> Exercise details:
Please give the listing again in its entirety, exactly as written.

> Source data:
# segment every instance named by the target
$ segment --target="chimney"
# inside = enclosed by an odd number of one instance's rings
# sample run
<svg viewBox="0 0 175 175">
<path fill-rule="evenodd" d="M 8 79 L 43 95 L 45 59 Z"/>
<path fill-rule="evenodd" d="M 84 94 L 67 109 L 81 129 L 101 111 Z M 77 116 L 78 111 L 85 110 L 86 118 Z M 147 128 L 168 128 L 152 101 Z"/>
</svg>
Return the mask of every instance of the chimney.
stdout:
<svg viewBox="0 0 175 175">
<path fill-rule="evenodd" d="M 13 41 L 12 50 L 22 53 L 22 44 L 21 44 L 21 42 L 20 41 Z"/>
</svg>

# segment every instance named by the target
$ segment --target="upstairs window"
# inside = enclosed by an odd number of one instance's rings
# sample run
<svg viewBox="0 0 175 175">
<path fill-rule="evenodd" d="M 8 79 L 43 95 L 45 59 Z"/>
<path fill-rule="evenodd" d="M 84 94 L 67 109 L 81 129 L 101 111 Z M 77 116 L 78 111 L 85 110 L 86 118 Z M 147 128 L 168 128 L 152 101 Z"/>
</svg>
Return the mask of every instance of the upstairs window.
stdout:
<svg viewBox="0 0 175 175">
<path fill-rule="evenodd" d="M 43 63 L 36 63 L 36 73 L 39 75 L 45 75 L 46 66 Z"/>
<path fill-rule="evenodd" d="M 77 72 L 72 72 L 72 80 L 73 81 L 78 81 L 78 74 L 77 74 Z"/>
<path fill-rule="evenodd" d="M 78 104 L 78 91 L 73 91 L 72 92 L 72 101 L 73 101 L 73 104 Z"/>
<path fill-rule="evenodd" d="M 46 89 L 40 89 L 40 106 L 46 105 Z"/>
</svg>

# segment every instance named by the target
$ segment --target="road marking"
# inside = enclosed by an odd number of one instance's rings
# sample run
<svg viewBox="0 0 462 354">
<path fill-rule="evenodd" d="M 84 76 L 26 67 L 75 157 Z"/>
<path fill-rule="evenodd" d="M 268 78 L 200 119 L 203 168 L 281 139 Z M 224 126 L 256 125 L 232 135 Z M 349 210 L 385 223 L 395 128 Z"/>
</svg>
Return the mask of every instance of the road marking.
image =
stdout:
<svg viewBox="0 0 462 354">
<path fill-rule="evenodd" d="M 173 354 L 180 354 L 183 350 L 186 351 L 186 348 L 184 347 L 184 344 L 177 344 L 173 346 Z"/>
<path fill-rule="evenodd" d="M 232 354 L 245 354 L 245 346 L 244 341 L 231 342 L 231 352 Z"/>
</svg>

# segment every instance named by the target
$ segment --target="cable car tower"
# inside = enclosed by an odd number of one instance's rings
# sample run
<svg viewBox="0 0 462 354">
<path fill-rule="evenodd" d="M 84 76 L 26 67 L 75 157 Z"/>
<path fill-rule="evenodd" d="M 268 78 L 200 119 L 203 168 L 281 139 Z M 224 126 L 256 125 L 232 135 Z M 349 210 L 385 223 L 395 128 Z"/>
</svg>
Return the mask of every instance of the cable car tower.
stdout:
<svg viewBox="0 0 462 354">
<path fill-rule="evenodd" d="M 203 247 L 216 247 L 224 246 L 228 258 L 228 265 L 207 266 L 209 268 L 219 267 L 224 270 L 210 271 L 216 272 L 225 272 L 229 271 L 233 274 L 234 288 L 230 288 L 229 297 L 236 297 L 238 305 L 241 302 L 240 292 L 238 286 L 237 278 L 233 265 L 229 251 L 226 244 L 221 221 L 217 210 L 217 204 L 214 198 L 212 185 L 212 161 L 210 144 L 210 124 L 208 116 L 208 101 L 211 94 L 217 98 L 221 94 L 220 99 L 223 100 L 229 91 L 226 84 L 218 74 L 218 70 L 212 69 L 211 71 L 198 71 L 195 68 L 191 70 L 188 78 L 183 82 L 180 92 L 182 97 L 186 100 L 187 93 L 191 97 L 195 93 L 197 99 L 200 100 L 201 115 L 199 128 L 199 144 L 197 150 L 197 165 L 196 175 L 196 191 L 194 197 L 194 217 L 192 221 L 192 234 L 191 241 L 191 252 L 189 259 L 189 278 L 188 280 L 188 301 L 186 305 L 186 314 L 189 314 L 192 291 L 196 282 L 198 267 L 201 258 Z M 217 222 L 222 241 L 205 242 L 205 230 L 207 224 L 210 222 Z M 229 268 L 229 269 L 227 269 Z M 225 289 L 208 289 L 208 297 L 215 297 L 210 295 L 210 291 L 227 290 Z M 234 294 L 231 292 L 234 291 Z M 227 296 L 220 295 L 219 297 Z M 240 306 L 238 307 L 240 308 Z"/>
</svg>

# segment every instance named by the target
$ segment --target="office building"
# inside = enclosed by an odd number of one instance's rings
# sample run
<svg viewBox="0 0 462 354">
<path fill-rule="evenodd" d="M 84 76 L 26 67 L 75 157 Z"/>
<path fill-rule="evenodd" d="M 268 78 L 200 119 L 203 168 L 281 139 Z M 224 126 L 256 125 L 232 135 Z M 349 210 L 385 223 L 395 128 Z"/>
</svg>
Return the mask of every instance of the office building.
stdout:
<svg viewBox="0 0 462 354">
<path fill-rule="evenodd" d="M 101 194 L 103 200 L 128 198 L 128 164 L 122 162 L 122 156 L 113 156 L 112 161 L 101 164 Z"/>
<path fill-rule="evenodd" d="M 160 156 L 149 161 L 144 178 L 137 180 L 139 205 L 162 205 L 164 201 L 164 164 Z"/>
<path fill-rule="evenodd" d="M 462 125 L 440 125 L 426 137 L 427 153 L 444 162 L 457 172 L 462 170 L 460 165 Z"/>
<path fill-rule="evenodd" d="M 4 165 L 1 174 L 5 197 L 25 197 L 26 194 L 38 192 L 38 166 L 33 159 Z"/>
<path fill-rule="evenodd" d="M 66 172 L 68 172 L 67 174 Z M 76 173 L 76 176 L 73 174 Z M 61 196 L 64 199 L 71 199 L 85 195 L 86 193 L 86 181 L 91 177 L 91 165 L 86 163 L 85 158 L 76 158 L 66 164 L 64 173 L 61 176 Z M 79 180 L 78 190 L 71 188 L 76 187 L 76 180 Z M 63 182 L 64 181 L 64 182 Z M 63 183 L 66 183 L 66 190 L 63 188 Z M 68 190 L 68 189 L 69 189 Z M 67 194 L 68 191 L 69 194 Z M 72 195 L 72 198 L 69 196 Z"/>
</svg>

> Response for this exercise:
# segment every instance named by the target
$ segment --target="chimney"
# inside = enclosed by an odd number of one instance's rings
# sample run
<svg viewBox="0 0 175 175">
<path fill-rule="evenodd" d="M 8 79 L 43 95 L 45 59 Z"/>
<path fill-rule="evenodd" d="M 84 94 L 67 109 L 81 129 L 101 111 Z M 77 116 L 78 111 L 85 110 L 86 118 Z M 147 128 L 168 128 L 152 101 Z"/>
</svg>
Return the mask of every instance of the chimney.
stdout:
<svg viewBox="0 0 175 175">
<path fill-rule="evenodd" d="M 13 41 L 12 50 L 22 53 L 22 44 L 21 44 L 21 42 L 20 41 Z"/>
</svg>

# segment every instance named by the target
$ segment --target="upstairs window"
# inside = enclosed by an odd number of one instance's rings
# sample run
<svg viewBox="0 0 175 175">
<path fill-rule="evenodd" d="M 8 79 L 43 95 L 45 59 Z"/>
<path fill-rule="evenodd" d="M 84 94 L 67 109 L 81 129 L 101 111 Z M 77 116 L 78 111 L 85 110 L 86 118 Z M 147 128 L 168 128 L 152 101 Z"/>
</svg>
Return the mask of every instance of the upstairs window.
stdout:
<svg viewBox="0 0 175 175">
<path fill-rule="evenodd" d="M 43 63 L 36 63 L 36 73 L 39 75 L 45 75 L 46 66 Z"/>
<path fill-rule="evenodd" d="M 77 72 L 72 72 L 72 80 L 73 81 L 78 81 L 78 74 L 77 74 Z"/>
<path fill-rule="evenodd" d="M 78 104 L 78 91 L 73 91 L 72 92 L 72 101 L 73 101 L 73 104 Z"/>
<path fill-rule="evenodd" d="M 46 89 L 40 89 L 40 106 L 46 105 Z"/>
</svg>

# segment every instance named by the target
$ segment --target="road marking"
# inside = enclosed by an odd number of one instance's rings
# sample run
<svg viewBox="0 0 462 354">
<path fill-rule="evenodd" d="M 84 76 L 26 67 L 75 157 Z"/>
<path fill-rule="evenodd" d="M 268 78 L 200 119 L 203 168 L 281 139 Z M 224 126 L 256 125 L 232 135 Z M 349 210 L 385 223 L 395 128 Z"/>
</svg>
Return the mask of every instance of the road marking.
image =
stdout:
<svg viewBox="0 0 462 354">
<path fill-rule="evenodd" d="M 173 354 L 180 354 L 183 350 L 186 351 L 186 348 L 184 347 L 184 344 L 177 344 L 173 346 Z"/>
<path fill-rule="evenodd" d="M 232 354 L 245 354 L 245 346 L 244 341 L 231 342 L 231 352 Z"/>
</svg>

# segment every instance named by the target
$ segment --target="cable car tower"
# inside = enclosed by an odd number of one instance's rings
# sample run
<svg viewBox="0 0 462 354">
<path fill-rule="evenodd" d="M 84 76 L 26 67 L 75 157 Z"/>
<path fill-rule="evenodd" d="M 268 78 L 200 119 L 203 168 L 281 139 Z M 224 126 L 256 125 L 232 135 Z M 349 210 L 385 223 L 395 128 Z"/>
</svg>
Return the mask of every instance of the cable car tower.
stdout:
<svg viewBox="0 0 462 354">
<path fill-rule="evenodd" d="M 203 247 L 216 247 L 224 246 L 228 258 L 228 265 L 207 266 L 209 268 L 219 267 L 224 270 L 210 271 L 216 272 L 225 272 L 229 271 L 233 274 L 234 288 L 230 288 L 229 297 L 236 297 L 238 305 L 241 302 L 240 292 L 238 286 L 237 278 L 233 265 L 229 251 L 226 244 L 221 221 L 217 210 L 217 204 L 214 198 L 212 185 L 212 161 L 210 144 L 210 124 L 208 116 L 208 101 L 211 94 L 217 98 L 221 94 L 220 99 L 223 100 L 229 91 L 226 84 L 218 74 L 218 70 L 212 69 L 211 71 L 198 71 L 195 68 L 191 70 L 188 78 L 183 82 L 180 92 L 182 97 L 186 100 L 187 93 L 191 97 L 195 93 L 197 99 L 200 100 L 201 115 L 199 128 L 199 144 L 197 150 L 197 165 L 196 175 L 196 191 L 194 197 L 194 217 L 192 221 L 192 234 L 191 241 L 191 252 L 189 259 L 189 278 L 188 280 L 188 301 L 186 305 L 186 314 L 189 314 L 192 291 L 196 282 L 198 267 L 201 258 Z M 217 222 L 222 241 L 205 242 L 205 230 L 207 224 L 210 222 Z M 229 268 L 229 269 L 227 269 Z M 225 289 L 208 289 L 208 297 L 215 297 L 210 295 L 210 291 L 227 290 Z M 234 294 L 231 292 L 234 291 Z M 227 296 L 220 295 L 219 297 Z M 240 306 L 238 307 L 240 308 Z"/>
</svg>

# segment every instance named by the target
$ segment --target="office building"
# inside = enclosed by an odd number of one instance's rings
# sample run
<svg viewBox="0 0 462 354">
<path fill-rule="evenodd" d="M 84 76 L 26 67 L 75 157 Z"/>
<path fill-rule="evenodd" d="M 268 78 L 200 119 L 203 168 L 281 139 Z M 224 126 L 256 125 L 232 135 Z M 349 210 L 385 223 L 395 128 Z"/>
</svg>
Return the mask of every instance of the office building.
stdout:
<svg viewBox="0 0 462 354">
<path fill-rule="evenodd" d="M 101 194 L 103 200 L 128 198 L 128 164 L 122 162 L 122 156 L 113 156 L 112 161 L 101 164 Z"/>
<path fill-rule="evenodd" d="M 160 156 L 149 161 L 144 178 L 137 180 L 139 205 L 162 205 L 164 201 L 164 164 Z"/>
<path fill-rule="evenodd" d="M 462 125 L 440 125 L 426 137 L 427 153 L 444 162 L 457 172 L 462 170 L 460 165 Z"/>
<path fill-rule="evenodd" d="M 4 165 L 1 174 L 5 197 L 25 197 L 26 194 L 38 192 L 38 166 L 33 159 Z"/>
<path fill-rule="evenodd" d="M 66 172 L 68 172 L 67 174 Z M 76 173 L 76 176 L 73 174 Z M 61 196 L 64 199 L 71 199 L 85 195 L 86 193 L 86 181 L 91 177 L 91 165 L 86 163 L 85 158 L 76 158 L 66 164 L 64 173 L 61 176 Z M 79 180 L 78 190 L 71 188 L 76 187 L 76 180 Z M 63 182 L 64 181 L 64 182 Z M 63 183 L 66 183 L 66 190 L 63 188 Z M 68 190 L 68 189 L 69 189 Z M 67 194 L 68 191 L 69 194 Z M 72 195 L 72 198 L 69 196 Z"/>
</svg>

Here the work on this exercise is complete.